Every entry must be echoed exactly.

Record excerpts:
▼
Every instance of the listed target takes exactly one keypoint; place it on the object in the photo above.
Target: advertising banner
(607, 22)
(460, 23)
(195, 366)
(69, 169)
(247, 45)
▲
Answer to the problem:
Every instance of the listed target takes exactly one keypoint; place it on the object in the photo above.
Target: advertising banner
(607, 22)
(460, 23)
(195, 366)
(69, 169)
(247, 45)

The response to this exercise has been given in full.